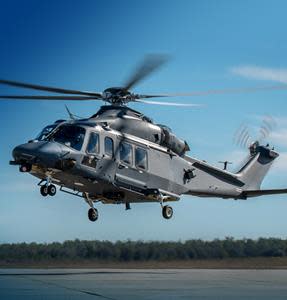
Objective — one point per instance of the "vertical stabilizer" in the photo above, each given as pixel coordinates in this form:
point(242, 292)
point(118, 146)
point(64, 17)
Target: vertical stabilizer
point(257, 166)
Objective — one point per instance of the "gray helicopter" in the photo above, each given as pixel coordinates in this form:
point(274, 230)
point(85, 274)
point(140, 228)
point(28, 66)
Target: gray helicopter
point(120, 156)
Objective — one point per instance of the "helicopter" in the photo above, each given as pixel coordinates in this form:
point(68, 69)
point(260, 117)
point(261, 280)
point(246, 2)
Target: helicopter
point(120, 156)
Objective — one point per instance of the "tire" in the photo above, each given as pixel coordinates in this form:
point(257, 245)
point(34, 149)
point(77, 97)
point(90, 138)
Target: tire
point(44, 190)
point(93, 214)
point(167, 212)
point(52, 190)
point(25, 168)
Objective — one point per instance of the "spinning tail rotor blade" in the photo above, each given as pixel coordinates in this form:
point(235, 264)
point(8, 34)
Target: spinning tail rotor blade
point(243, 137)
point(48, 89)
point(267, 126)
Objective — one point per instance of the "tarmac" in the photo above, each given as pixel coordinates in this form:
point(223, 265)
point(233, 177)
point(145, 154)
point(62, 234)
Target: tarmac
point(117, 284)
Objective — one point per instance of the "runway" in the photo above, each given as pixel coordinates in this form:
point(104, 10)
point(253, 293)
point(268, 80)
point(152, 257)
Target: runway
point(117, 284)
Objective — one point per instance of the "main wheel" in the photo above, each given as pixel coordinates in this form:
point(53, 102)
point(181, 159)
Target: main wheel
point(93, 214)
point(44, 190)
point(52, 190)
point(167, 212)
point(25, 168)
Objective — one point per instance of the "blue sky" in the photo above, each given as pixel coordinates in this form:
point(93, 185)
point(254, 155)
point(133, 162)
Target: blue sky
point(93, 45)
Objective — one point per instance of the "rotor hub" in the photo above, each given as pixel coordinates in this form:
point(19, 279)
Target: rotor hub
point(117, 95)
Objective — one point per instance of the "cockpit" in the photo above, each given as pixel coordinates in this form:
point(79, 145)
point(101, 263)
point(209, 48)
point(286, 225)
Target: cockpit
point(45, 132)
point(69, 135)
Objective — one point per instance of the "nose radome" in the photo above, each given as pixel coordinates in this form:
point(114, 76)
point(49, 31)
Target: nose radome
point(24, 152)
point(42, 151)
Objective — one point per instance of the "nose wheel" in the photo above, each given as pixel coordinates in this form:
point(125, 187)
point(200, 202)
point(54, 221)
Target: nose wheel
point(46, 190)
point(93, 214)
point(167, 212)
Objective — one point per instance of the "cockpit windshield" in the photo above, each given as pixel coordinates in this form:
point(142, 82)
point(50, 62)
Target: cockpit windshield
point(45, 132)
point(70, 135)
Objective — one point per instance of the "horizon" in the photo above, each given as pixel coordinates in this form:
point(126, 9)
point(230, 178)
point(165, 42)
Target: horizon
point(97, 44)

::::

An exact copy of all the records is required, with the pictures omitted.

Objective — one point per instance of the "vertical stabilizer" in the photo above, each given as pixel coordinates in this form:
point(242, 292)
point(118, 146)
point(64, 17)
Target: vertical stabilizer
point(257, 166)
Objective — one point per instance of the "gray helicopter" in the photo above, each given as pixel coordinates in this form:
point(274, 230)
point(85, 274)
point(140, 228)
point(28, 66)
Target: gray helicopter
point(120, 156)
Objective — one point per instance of the "helicopter" in the photo above, each given as pixel coordinates in this form:
point(68, 69)
point(260, 117)
point(261, 280)
point(246, 2)
Target: helicopter
point(120, 156)
Objective — one point per instance of the "tire" in the photo above, each given as pixel coordinates in this form:
point(257, 245)
point(34, 149)
point(77, 97)
point(90, 138)
Target: tire
point(44, 190)
point(93, 214)
point(167, 212)
point(52, 190)
point(25, 168)
Objective — one point per instance of the "spinning tail rotor blade" in the photo above, each given as pixel coordinates in this form:
point(235, 264)
point(8, 34)
Target: spinning tail rotor blade
point(243, 137)
point(48, 89)
point(267, 126)
Objective — one point per instance of the "tarmac" in the photo above, each given as pixel coordinates in this form:
point(223, 265)
point(233, 177)
point(145, 154)
point(62, 234)
Target: tarmac
point(117, 284)
Objective — one point per instance of the "runway" in the photo above, each given as pixel coordinates in this form:
point(104, 10)
point(253, 293)
point(268, 80)
point(152, 257)
Target: runway
point(117, 284)
Objective — one point per instance of the "main wheel" in the photo above, each given as pixel coordinates in this form:
point(53, 102)
point(181, 159)
Target: main wheel
point(93, 214)
point(44, 190)
point(52, 190)
point(167, 212)
point(25, 168)
Objective — one point per instance of the "blue sky" in the photo above, each given as pixel coordinates in this form:
point(93, 185)
point(254, 155)
point(133, 162)
Target: blue sky
point(93, 45)
Objective — one point per instance of the "rotor hub" in the photo above, each given as pixel coordinates in this form:
point(19, 279)
Target: rotor hub
point(117, 95)
Objective — one point per instance of the "cockpit" in the photo above, each given as pixel coordinates in this form:
point(79, 145)
point(101, 263)
point(209, 48)
point(286, 225)
Target: cockpit
point(45, 132)
point(69, 135)
Objective — one point per instance of the "nose radome" in the photo above, each given as pixel coordinates in this form:
point(114, 76)
point(49, 31)
Target: nose radome
point(24, 152)
point(42, 151)
Objective — one point per instance of the "nose wheel" in the photo above, each given as pixel coordinates in this form:
point(125, 187)
point(200, 202)
point(54, 221)
Target: nose wheel
point(46, 190)
point(93, 214)
point(167, 212)
Objective — one point per instance of the "cockpit windshield" in the photo above, each given as pixel coordinates in this form:
point(142, 82)
point(50, 62)
Target: cockpit windshield
point(45, 132)
point(70, 135)
Objective — one point per instance of the "horizon" in the photo above, each given as pixel coordinates in this form:
point(126, 9)
point(230, 178)
point(165, 42)
Target: horizon
point(97, 44)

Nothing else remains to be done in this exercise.